▸ Text provided
+ + + + +
Wasteland 2 Director’s Cut is the throwback fans deserve, on a new console, with updated visuals, dialog, voice acting, and generally more everything. Those wanting a hand held experience that walks through the intricacies of what made games like Fallout, Fallout 2, Fallout Tactics, and other isometric RPG’s of the PC golden years won’t find it here – as Wasteland 2 holds a tutorial, but not much beyond that in terms of a kindergarten approach. Challenging, dense, and systems-focused are typically words that could be detractors to a solid overall product, but the team at InXile have focused their aim perfectly to deliver a crit in terms of execution, and a great experience to sit back and soak up.
“What comes after the end?”
Wasteland 2 Director’s Cut doesn’t rewrite the main game of similar moniker from the Kickstarter, instead opting for refining the experience, and ultimately enhancing it. The tale of Wasteland 2 follows in suit with similar post-apocalyptic RPG games, and serves as a direct sequel to the original Wasteland from 1988. Most reading this might not even be aware that Fallout has Wasteland to thank for much of its structure and setting, and will likely not be able to shake the feeling of a Fallout like story, what with Rangers, the Wasteland, and more echoing through both. Rest assured though, Wasteland 2 is a honest to goodness sequel to an original and innovative title, and earns its own spot as a solid tactical RPG with some impressive depth and systems.
Wasteland 2 hit PC in full release on September 18, 2014. Since then, it’s enjoyed decent success, garnering over 5,000 reviews, and a generally positive outlook on Steam. In the year since release on PC the team at InXile have been hard at work on this Director’s Cut. The big differences being that the game has received a solid update to the dialogue in terms of voice-over work, a handful of new perks and abilities, as well as overall graphical refinements. The core of the game remains that of the hardcore, and unapologetically old-school approach of a tactical RPG. Turn-based combat, action points, and status will be your frequently used terms and referenced items. Selecting which skill to unlock becomes a game in itself to see if your character becomes a well-rounded wasteland warrior, or a heavy-on-a-few stat type. Choices in all of these systems can paint your wasteland wanderers into a corner, or craft a path to victory and legendary status among the Rangers, but as previously stated – it’s old school, and in that respect you might not know you’ve made the right choice until it’s too late.
+ + + + +
▸ Data provided
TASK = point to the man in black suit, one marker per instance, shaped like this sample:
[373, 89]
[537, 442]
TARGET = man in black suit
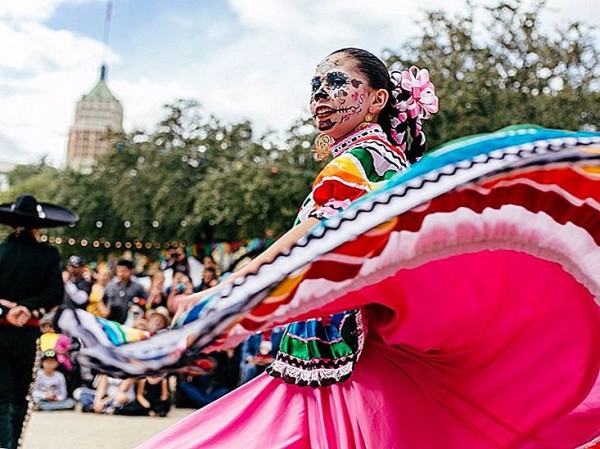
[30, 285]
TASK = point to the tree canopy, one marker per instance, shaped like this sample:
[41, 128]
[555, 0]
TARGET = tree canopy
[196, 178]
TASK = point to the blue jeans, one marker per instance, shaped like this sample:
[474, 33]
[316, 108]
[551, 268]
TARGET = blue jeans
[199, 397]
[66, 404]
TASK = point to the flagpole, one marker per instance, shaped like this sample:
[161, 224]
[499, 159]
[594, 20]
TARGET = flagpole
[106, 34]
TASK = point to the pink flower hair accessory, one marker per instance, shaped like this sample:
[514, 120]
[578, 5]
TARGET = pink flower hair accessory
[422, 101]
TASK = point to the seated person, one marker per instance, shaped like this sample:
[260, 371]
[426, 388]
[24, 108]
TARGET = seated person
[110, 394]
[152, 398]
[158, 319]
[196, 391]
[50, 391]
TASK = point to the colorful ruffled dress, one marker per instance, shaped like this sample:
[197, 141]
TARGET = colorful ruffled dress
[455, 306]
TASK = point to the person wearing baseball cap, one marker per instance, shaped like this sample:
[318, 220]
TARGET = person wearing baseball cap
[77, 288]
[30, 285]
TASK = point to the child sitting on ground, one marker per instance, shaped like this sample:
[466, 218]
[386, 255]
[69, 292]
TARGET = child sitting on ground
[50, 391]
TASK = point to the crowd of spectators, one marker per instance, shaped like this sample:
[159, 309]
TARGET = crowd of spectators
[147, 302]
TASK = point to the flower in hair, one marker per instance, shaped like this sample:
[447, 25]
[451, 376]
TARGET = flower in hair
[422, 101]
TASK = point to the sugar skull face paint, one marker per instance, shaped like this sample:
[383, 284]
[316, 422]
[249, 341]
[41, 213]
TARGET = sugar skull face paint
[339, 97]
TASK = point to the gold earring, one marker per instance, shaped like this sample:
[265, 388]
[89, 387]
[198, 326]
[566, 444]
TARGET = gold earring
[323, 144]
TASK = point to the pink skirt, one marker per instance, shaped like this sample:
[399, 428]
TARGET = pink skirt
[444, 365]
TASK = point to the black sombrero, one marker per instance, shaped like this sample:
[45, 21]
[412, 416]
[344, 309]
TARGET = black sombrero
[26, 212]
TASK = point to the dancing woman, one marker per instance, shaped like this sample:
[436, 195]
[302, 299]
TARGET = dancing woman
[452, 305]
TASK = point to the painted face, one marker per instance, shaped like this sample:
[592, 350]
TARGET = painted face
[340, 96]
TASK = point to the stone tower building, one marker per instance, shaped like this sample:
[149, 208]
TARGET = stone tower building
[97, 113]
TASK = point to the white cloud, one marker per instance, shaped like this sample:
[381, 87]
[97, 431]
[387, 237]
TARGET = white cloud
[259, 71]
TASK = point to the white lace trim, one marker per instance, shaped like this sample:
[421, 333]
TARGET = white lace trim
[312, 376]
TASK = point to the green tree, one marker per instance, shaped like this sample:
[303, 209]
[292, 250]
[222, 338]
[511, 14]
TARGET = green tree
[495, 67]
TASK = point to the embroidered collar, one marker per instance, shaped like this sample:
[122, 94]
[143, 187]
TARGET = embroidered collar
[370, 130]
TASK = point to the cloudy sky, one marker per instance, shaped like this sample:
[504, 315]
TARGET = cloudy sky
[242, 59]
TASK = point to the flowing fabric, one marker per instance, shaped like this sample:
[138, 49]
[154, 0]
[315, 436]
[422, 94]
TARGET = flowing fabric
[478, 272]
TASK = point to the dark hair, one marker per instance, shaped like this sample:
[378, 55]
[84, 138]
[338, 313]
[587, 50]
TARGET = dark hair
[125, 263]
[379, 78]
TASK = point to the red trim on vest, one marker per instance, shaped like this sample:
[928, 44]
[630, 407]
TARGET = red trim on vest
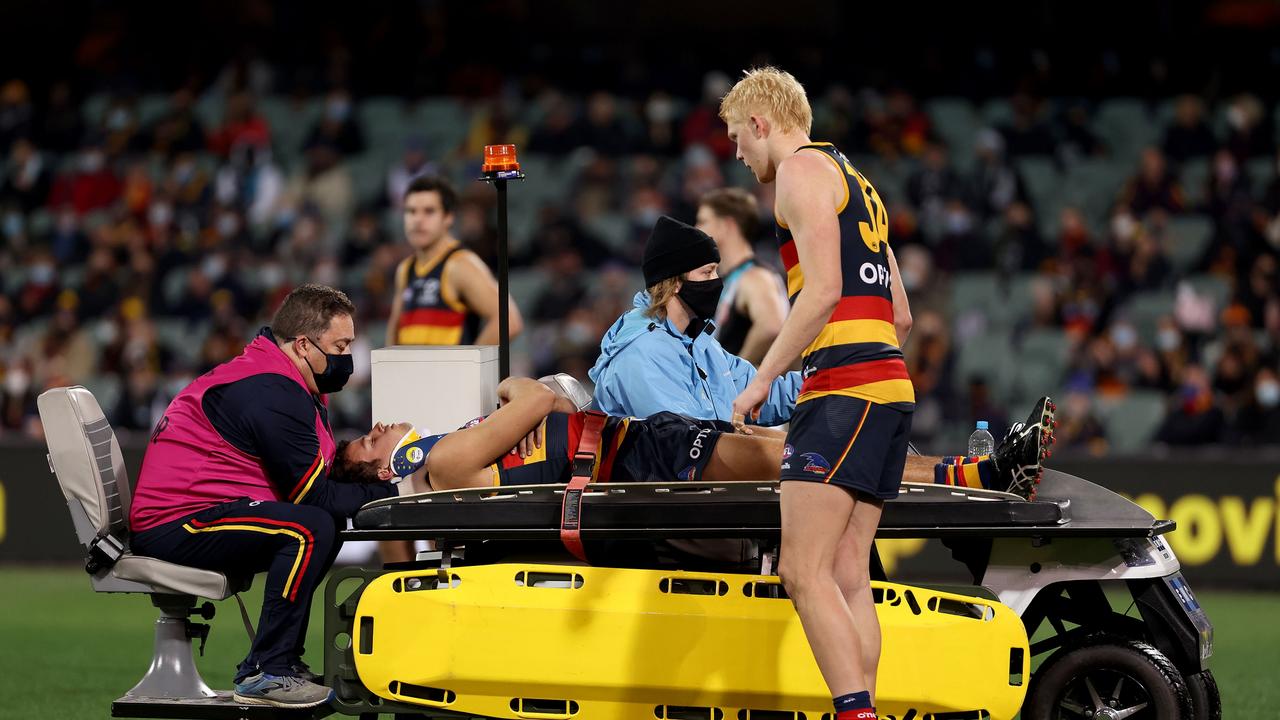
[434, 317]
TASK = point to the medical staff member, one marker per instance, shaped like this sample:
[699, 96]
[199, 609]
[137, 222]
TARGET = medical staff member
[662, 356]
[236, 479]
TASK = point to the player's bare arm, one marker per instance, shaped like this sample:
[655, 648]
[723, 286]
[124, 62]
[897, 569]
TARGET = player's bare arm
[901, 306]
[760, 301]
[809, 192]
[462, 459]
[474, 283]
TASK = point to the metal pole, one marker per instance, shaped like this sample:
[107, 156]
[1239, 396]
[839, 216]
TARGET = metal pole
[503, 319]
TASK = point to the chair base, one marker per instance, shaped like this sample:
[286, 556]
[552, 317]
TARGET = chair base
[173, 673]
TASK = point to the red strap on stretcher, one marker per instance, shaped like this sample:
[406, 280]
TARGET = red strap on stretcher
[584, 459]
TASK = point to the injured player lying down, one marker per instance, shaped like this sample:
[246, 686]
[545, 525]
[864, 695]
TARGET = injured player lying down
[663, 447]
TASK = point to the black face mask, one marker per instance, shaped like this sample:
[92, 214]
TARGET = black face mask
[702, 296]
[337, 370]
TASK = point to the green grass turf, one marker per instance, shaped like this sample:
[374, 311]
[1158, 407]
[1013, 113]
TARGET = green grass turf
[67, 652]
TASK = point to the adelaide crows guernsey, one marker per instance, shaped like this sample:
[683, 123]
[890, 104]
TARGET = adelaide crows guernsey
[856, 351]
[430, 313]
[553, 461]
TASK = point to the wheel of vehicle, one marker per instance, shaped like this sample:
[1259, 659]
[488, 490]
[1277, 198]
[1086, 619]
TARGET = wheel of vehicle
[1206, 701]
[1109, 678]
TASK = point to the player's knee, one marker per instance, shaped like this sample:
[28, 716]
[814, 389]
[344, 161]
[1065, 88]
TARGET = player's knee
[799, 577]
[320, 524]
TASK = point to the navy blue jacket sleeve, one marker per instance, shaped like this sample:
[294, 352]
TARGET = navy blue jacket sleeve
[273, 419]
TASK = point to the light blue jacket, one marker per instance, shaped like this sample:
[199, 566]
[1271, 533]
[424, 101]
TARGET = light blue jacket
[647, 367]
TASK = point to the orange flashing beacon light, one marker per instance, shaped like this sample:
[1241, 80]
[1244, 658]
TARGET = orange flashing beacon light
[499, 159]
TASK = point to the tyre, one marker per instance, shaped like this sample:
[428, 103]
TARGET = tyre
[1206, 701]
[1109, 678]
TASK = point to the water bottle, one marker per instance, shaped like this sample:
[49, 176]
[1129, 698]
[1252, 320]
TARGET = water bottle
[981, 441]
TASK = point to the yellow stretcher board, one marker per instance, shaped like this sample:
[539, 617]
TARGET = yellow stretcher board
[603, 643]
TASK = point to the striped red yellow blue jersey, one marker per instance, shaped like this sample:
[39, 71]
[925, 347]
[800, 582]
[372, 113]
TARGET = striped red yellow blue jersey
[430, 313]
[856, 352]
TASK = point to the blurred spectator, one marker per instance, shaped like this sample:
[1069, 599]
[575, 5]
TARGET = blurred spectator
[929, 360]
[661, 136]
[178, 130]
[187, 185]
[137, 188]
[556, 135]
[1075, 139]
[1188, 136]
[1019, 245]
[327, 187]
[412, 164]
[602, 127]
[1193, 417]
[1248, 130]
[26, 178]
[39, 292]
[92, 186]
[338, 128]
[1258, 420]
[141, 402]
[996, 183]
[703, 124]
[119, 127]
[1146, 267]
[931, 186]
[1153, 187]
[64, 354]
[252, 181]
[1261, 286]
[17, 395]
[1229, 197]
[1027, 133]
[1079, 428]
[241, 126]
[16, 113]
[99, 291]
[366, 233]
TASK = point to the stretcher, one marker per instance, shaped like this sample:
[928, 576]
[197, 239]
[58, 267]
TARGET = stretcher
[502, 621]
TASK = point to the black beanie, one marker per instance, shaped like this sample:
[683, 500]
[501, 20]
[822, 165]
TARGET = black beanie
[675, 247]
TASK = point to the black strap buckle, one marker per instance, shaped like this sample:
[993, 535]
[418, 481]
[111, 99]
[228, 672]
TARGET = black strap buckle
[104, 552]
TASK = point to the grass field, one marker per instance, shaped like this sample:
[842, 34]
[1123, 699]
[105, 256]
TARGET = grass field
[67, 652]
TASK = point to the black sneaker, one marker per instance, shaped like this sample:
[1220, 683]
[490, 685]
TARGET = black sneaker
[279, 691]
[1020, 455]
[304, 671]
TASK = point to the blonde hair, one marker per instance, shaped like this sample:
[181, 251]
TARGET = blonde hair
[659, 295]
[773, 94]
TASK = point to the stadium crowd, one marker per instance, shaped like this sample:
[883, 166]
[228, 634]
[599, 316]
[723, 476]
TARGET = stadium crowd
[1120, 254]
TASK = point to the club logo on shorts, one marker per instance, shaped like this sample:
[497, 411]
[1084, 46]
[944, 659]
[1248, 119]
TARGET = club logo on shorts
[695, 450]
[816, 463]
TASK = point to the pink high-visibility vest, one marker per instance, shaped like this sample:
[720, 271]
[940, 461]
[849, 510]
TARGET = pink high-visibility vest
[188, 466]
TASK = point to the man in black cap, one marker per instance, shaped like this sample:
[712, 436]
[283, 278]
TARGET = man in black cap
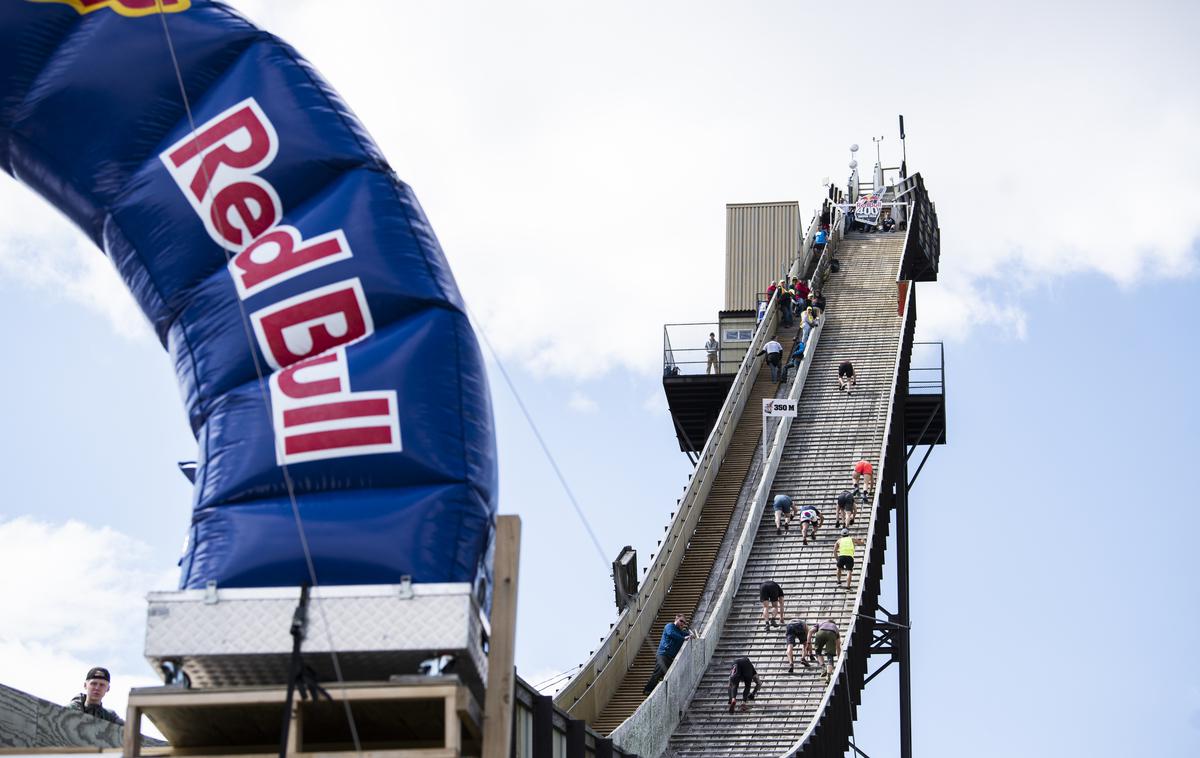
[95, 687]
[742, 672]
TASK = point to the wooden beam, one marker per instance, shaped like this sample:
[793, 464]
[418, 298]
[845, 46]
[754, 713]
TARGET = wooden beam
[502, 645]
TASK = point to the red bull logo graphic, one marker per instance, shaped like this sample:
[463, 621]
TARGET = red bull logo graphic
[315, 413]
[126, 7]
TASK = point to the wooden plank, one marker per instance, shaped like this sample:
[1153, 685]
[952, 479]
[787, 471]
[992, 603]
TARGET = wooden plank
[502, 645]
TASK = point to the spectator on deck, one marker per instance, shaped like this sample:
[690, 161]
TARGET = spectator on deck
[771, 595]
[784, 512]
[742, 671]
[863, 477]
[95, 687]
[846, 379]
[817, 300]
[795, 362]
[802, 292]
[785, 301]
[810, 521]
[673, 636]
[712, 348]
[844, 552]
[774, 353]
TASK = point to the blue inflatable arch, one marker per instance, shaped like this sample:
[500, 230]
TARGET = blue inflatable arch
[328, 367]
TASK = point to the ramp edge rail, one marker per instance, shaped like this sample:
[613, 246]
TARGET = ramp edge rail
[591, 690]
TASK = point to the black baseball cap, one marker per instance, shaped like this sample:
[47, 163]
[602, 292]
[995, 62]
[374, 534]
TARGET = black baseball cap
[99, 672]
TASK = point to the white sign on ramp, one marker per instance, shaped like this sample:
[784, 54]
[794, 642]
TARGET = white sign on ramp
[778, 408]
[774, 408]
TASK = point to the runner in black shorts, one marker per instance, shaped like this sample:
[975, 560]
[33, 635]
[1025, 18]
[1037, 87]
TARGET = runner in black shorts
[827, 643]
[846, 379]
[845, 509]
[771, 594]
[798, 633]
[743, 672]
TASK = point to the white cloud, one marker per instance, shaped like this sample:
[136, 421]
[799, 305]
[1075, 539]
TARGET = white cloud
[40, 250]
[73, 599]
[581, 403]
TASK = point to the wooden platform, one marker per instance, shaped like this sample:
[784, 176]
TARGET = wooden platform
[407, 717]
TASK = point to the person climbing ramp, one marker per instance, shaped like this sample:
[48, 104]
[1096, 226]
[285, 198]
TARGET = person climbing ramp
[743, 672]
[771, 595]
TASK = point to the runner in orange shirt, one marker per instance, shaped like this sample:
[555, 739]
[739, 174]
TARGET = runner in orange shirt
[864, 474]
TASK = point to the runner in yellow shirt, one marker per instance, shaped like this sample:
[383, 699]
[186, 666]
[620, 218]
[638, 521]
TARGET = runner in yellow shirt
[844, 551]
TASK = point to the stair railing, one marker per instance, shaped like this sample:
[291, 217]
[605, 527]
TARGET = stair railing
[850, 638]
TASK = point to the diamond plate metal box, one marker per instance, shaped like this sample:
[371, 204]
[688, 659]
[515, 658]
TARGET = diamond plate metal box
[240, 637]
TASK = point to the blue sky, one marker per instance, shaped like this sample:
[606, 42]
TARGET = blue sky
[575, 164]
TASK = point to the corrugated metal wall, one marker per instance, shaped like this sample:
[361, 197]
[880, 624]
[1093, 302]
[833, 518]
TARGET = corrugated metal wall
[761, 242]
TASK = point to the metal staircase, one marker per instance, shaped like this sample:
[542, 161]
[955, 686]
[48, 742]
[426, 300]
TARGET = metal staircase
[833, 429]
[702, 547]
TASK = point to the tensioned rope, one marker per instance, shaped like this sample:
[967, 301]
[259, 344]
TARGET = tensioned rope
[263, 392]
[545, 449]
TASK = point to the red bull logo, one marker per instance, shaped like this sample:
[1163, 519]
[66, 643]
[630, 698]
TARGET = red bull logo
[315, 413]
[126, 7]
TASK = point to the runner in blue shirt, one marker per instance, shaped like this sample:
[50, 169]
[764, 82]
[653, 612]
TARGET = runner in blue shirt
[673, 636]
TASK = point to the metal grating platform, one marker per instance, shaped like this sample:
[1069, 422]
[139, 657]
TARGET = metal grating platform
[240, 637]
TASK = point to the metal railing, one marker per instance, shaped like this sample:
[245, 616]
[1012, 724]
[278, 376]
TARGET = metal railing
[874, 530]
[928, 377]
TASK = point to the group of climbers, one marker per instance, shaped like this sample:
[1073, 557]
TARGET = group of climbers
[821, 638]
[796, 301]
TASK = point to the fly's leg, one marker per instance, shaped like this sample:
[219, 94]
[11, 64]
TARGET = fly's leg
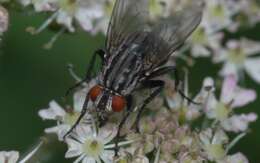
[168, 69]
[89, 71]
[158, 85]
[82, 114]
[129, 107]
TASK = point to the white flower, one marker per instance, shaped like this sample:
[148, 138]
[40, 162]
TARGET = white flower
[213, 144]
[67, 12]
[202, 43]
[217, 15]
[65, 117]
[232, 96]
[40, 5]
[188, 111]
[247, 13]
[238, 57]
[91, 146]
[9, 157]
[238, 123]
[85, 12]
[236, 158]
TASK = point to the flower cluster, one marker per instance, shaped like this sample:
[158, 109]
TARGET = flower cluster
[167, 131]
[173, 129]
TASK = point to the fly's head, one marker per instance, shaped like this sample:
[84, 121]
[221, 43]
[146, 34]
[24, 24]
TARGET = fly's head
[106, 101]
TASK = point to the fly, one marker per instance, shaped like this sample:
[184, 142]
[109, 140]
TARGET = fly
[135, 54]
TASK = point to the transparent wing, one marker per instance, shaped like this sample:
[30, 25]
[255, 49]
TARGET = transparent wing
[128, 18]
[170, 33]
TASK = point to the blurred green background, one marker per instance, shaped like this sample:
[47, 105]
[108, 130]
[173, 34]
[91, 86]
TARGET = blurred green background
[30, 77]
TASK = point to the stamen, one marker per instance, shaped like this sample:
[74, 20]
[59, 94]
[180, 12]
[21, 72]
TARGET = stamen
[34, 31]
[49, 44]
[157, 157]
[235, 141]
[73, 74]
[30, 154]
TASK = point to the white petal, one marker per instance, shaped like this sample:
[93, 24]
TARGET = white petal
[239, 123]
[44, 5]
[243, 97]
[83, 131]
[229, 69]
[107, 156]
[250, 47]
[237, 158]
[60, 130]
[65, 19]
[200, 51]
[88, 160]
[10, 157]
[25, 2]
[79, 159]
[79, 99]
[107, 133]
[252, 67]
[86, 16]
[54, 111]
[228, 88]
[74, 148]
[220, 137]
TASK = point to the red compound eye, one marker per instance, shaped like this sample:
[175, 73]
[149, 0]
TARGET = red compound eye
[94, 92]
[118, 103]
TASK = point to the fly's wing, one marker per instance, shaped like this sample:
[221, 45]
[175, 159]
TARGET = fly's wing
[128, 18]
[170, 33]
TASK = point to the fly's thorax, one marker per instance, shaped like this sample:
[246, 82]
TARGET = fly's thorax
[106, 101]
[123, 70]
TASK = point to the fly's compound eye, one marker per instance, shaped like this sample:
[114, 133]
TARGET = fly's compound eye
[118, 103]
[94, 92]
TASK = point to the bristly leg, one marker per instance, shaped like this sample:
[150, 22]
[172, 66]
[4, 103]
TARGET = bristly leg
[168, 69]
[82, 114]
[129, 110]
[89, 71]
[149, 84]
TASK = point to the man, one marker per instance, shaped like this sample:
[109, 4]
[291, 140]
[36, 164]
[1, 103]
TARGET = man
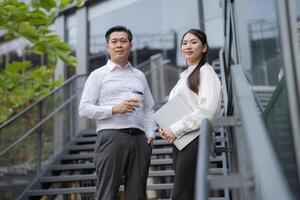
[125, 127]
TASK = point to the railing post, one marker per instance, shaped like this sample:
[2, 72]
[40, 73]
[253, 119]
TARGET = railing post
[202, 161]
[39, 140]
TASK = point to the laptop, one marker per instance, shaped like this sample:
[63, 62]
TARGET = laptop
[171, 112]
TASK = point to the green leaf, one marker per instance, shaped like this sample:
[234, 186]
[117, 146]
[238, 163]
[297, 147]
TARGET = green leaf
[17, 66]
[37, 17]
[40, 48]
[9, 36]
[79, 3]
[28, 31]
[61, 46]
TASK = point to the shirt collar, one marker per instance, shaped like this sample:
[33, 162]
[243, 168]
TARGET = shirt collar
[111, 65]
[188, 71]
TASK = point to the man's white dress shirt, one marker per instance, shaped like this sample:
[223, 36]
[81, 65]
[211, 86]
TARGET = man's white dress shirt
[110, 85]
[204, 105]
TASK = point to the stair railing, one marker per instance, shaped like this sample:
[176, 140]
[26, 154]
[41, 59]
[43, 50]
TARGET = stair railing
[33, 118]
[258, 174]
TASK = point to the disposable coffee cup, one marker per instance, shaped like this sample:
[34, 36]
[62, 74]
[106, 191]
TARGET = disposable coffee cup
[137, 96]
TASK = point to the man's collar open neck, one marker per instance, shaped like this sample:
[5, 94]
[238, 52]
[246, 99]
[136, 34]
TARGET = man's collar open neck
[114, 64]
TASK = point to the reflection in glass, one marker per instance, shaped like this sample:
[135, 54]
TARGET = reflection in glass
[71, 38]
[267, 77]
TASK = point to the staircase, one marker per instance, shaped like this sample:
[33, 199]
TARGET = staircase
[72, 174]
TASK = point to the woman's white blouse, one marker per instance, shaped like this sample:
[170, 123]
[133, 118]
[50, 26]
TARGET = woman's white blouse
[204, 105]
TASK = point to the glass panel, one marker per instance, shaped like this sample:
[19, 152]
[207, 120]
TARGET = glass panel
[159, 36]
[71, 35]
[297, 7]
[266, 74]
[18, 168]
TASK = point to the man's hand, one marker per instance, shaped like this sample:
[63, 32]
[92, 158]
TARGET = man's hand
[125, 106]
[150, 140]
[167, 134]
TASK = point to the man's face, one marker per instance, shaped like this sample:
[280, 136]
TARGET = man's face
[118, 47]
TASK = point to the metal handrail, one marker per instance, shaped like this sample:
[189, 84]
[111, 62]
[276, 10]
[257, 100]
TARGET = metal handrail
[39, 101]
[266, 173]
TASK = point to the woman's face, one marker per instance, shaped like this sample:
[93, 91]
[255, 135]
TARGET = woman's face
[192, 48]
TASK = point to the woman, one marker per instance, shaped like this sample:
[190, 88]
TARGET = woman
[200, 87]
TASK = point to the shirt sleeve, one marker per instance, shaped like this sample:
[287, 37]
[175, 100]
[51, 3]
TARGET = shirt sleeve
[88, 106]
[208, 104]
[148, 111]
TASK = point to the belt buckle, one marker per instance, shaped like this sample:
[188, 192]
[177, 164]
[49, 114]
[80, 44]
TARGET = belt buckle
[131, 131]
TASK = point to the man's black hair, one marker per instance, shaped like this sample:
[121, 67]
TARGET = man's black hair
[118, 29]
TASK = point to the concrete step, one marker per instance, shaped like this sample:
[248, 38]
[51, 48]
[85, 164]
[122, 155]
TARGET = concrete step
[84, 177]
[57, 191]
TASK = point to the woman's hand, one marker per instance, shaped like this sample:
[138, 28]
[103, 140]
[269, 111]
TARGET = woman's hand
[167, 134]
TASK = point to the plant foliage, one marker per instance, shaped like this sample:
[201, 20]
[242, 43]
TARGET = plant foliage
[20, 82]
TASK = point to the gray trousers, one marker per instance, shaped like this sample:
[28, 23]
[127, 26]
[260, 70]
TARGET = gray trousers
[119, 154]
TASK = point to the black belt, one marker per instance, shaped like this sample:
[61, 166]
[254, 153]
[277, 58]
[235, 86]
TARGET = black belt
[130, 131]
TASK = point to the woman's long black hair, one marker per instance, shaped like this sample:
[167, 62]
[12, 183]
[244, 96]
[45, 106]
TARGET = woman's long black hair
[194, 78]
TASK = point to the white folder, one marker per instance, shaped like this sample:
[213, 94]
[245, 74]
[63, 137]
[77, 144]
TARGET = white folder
+ + + + +
▸ Exercises to complete
• A. In the Wasteland 2 review, on what date did the game arrive in full release on PC?
• B. Reproduce the passage of the Wasteland 2 review word for word, starting with "Wasteland 2 Director’s Cut doesn’t" and going on through "depth and systems.".
You won't need the records for this.

▸ Responses to the exercise
• A. September 18, 2014.

• B.
Wasteland 2 Director’s Cut doesn’t rewrite the main game of similar moniker from the Kickstarter, instead opting for refining the experience, and ultimately enhancing it. The tale of Wasteland 2 follows in suit with similar post-apocalyptic RPG games, and serves as a direct sequel to the original Wasteland from 1988. Most reading this might not even be aware that Fallout has Wasteland to thank for much of its structure and setting, and will likely not be able to shake the feeling of a Fallout like story, what with Rangers, the Wasteland, and more echoing through both. Rest assured though, Wasteland 2 is a honest to goodness sequel to an original and innovative title, and earns its own spot as a solid tactical RPG with some impressive depth and systems.